GOAL OF THE EXERCISE:
The output should be the line containing "Where can the seated" and every later line of the records, exactly as written, and nothing else.

MATERIAL FOR THIS TASK:
________________________________________
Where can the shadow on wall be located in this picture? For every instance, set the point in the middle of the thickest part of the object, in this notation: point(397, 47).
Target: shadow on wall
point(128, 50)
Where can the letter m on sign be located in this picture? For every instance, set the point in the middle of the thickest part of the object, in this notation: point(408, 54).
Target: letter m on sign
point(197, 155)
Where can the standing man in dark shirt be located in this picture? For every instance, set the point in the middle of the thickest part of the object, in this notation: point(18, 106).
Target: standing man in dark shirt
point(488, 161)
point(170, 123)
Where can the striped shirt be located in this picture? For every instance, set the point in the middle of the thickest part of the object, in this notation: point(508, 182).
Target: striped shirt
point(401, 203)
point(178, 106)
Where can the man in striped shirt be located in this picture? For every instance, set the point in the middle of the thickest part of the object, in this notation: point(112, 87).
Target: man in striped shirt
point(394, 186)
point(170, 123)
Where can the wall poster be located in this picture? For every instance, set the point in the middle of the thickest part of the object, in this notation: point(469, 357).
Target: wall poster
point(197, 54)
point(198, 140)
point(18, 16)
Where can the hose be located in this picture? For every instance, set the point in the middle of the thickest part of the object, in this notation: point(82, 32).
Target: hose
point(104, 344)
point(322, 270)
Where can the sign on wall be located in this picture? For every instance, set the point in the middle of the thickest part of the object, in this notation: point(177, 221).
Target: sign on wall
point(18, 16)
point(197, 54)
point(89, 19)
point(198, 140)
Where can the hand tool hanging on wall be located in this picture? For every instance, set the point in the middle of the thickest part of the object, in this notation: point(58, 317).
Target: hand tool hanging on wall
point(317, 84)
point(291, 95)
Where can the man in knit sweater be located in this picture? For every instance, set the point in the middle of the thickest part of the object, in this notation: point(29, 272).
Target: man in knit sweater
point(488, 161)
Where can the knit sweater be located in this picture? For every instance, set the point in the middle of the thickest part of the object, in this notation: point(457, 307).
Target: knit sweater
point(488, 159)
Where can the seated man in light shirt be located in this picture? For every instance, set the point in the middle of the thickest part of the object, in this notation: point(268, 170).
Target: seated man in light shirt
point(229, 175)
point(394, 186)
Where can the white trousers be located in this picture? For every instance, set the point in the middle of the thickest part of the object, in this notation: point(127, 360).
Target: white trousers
________________________________________
OUTPUT FOR THIS TASK:
Where can the seated man in light shirt be located in this picture? For every instance, set the point in the middle of the thickest part of the object, in this notation: point(268, 170).
Target: seated man in light shirt
point(229, 175)
point(394, 186)
Where can the white trousers be located in this picture? For every instance, set the point in the middle of the thickest part of the object, in this notation: point(127, 360).
Target: white trousers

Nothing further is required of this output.